OBJECTIVE:
Show every line in the entries below that contains the word "each", matching case exactly.

PROVIDED MATERIAL:
◆ ◆ ◆

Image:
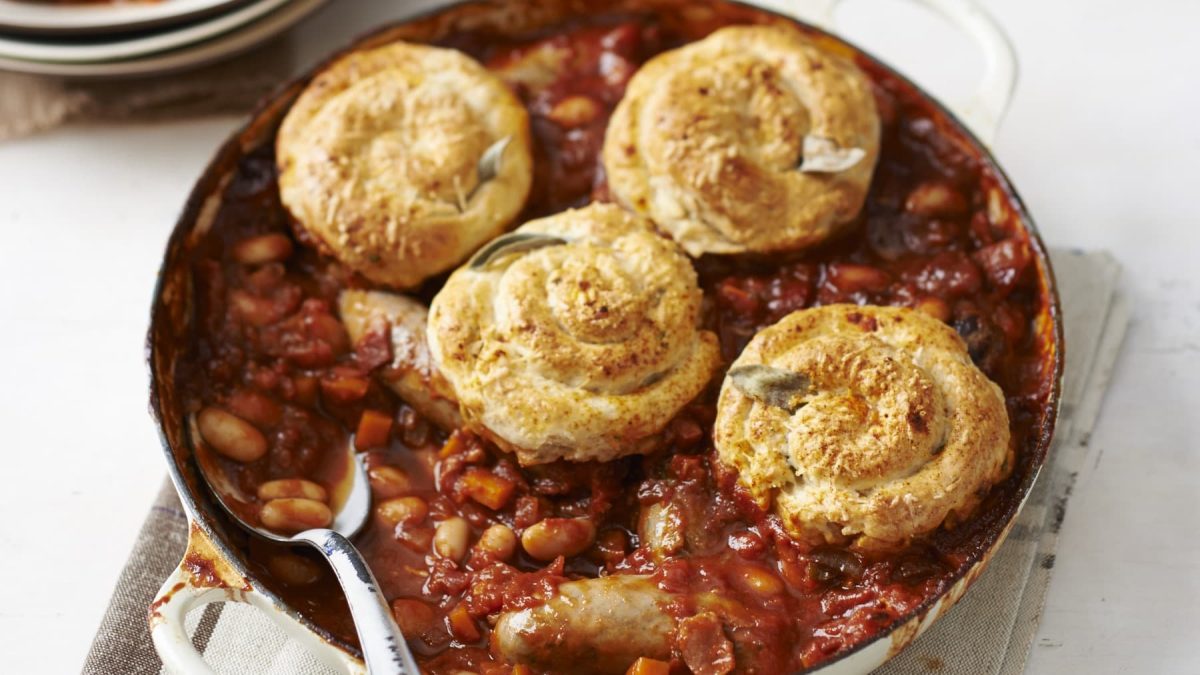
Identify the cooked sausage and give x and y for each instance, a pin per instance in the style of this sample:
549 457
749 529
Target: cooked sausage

◆ ◆ ◆

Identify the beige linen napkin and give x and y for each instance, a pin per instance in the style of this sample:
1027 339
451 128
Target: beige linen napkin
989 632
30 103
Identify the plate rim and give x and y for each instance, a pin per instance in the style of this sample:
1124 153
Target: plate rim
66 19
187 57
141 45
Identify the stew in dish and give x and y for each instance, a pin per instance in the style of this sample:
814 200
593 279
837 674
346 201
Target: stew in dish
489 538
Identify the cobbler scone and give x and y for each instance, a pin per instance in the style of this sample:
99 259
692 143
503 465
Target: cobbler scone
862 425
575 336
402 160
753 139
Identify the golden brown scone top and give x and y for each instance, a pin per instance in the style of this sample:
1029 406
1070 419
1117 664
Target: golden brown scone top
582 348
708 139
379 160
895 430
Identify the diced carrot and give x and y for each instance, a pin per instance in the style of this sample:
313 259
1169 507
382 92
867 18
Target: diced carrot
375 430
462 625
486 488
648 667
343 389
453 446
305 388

◆ ◆ ◆

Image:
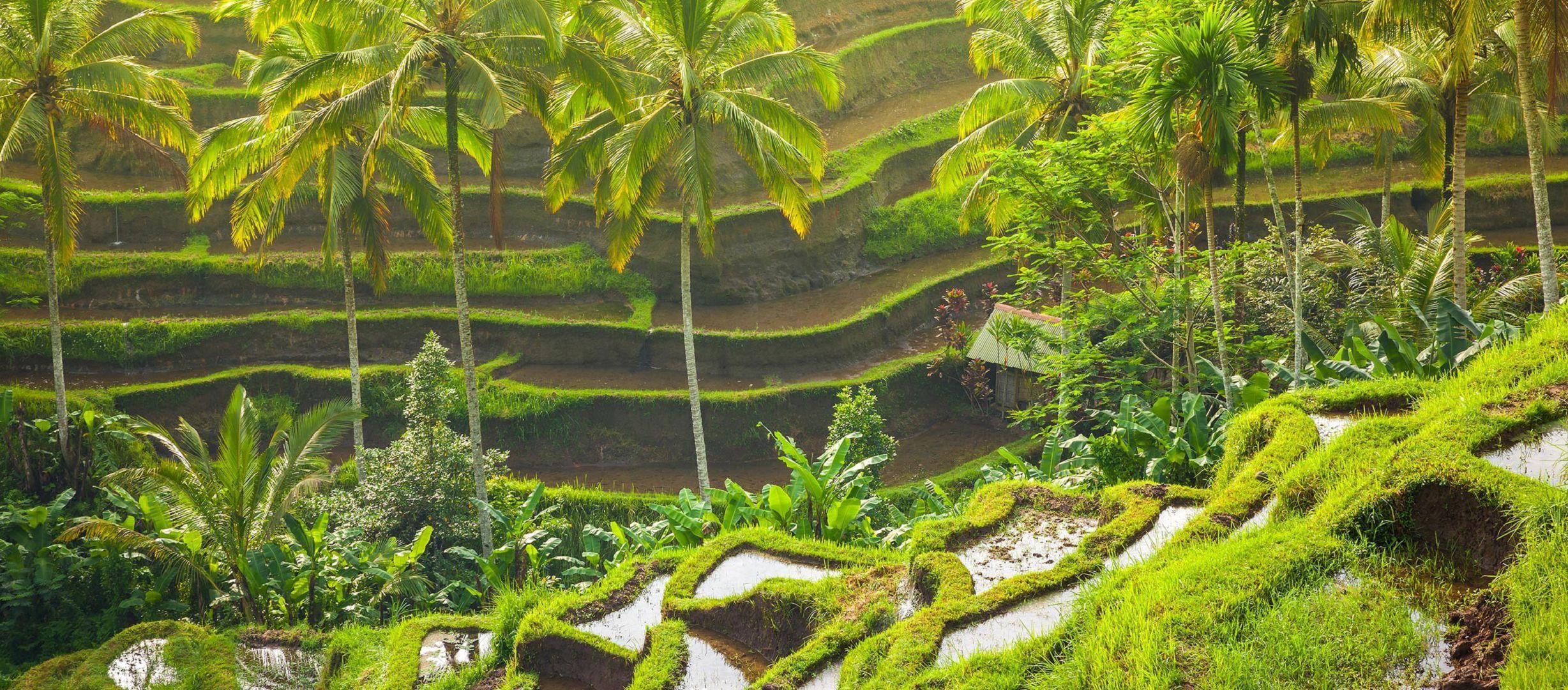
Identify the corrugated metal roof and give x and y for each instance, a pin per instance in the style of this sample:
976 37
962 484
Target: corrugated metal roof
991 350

◆ ◆ ◆

EXERCISE ANSWER:
Identify the cooked sausage and give x and y for each instance, a pin per instance in the style of this sample:
Identify the beige linen napkin and give x and y for each instance, a pin per instance in the style of this sample:
Identify the plate rim and give x and y for each instance, a pin per instance in the style of this sample:
Identify the stew in dish and give x and y for each instance, a pin per instance in the style of this sample:
Identify the cobbler scone and give x and y for each instance, a pin per instance in the style of this sample:
Identify the golden brown scone top and give x and y for each instance, a pin per instance in the style of this sample:
Identify the diced carrot and give x and y for each instance, a pin per instance in the style of this sample:
Identify the corrugated metal roof and give x and y for each instance, a pin per instance in the style of this sample:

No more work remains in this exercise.